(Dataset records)

- - - - -

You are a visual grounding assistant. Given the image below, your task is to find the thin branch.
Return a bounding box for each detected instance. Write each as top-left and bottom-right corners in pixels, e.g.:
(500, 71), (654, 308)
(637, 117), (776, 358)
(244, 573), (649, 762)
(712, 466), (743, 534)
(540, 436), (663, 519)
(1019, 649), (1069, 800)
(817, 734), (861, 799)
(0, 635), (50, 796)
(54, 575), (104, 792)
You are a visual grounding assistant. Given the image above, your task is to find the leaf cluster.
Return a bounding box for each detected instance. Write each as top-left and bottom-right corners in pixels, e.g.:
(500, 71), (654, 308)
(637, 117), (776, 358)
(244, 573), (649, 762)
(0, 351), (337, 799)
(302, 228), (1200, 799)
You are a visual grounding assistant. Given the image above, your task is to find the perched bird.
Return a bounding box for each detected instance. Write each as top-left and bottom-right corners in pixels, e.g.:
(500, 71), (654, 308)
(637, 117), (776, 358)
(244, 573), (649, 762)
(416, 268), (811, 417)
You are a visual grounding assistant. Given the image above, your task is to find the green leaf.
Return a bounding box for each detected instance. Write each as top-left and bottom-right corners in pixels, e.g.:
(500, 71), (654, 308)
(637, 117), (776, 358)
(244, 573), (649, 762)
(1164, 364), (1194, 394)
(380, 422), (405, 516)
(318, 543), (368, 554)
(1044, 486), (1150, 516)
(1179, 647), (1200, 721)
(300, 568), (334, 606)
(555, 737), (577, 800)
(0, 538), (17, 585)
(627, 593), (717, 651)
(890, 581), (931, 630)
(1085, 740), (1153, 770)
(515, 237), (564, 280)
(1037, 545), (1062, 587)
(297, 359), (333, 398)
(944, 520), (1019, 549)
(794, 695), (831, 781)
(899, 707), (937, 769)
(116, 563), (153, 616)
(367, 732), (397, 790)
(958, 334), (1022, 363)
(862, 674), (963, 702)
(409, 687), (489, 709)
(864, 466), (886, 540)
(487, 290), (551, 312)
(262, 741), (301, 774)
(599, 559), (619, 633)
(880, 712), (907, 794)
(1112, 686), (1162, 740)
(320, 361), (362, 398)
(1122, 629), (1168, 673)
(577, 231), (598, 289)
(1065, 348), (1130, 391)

- - - - -

All lines above are to be transcribed exactly.

◆ **Expected answer**:
You are a visual grounding assistant. Given the image below, your task is to find the thin branch.
Return a bounding box for each detected instance. Write each as top-left and bottom-right corners in pixels, e.g.:
(500, 71), (654, 308)
(637, 117), (776, 358)
(244, 573), (649, 762)
(712, 466), (743, 534)
(540, 436), (663, 519)
(1019, 649), (1069, 800)
(817, 734), (861, 799)
(0, 635), (50, 796)
(54, 575), (104, 792)
You are a visual grounding assistant. Given the image above, your task is to find the leaf cluster.
Return a bounding box for each detected instance. Write each as top-left and bottom-right corners in pixels, e.g.:
(500, 71), (654, 308)
(637, 117), (776, 358)
(244, 573), (649, 762)
(0, 351), (337, 799)
(302, 228), (1200, 799)
You are a visual grounding assistant. Given the image above, your task is to find the perched bird.
Return a bounding box for each detected instance. Write each as top-left and bottom-right corners in pixels, e.g.:
(500, 71), (654, 308)
(637, 117), (776, 358)
(244, 573), (649, 762)
(416, 268), (811, 417)
You are a visual grounding assistant. Given the image above, your task is to find the green leaf.
Return a bounding box for each detected instance. Write each as top-left and bottom-right corners in pixels, e.g.:
(500, 71), (654, 308)
(637, 117), (776, 358)
(244, 573), (649, 762)
(1164, 364), (1194, 394)
(380, 422), (405, 516)
(318, 543), (368, 554)
(1044, 486), (1150, 516)
(1179, 647), (1200, 721)
(300, 568), (334, 606)
(555, 737), (577, 800)
(0, 538), (17, 585)
(627, 593), (717, 651)
(890, 581), (931, 630)
(1085, 740), (1153, 770)
(515, 237), (564, 280)
(1037, 545), (1062, 587)
(297, 359), (333, 398)
(944, 520), (1019, 549)
(794, 695), (831, 781)
(899, 707), (937, 769)
(116, 563), (153, 616)
(367, 732), (397, 790)
(958, 334), (1022, 363)
(862, 674), (963, 702)
(409, 687), (489, 709)
(864, 466), (886, 540)
(487, 290), (551, 312)
(262, 741), (301, 774)
(599, 559), (619, 633)
(880, 712), (907, 794)
(1112, 686), (1162, 740)
(320, 361), (362, 398)
(1122, 629), (1168, 673)
(577, 231), (598, 289)
(1065, 348), (1130, 391)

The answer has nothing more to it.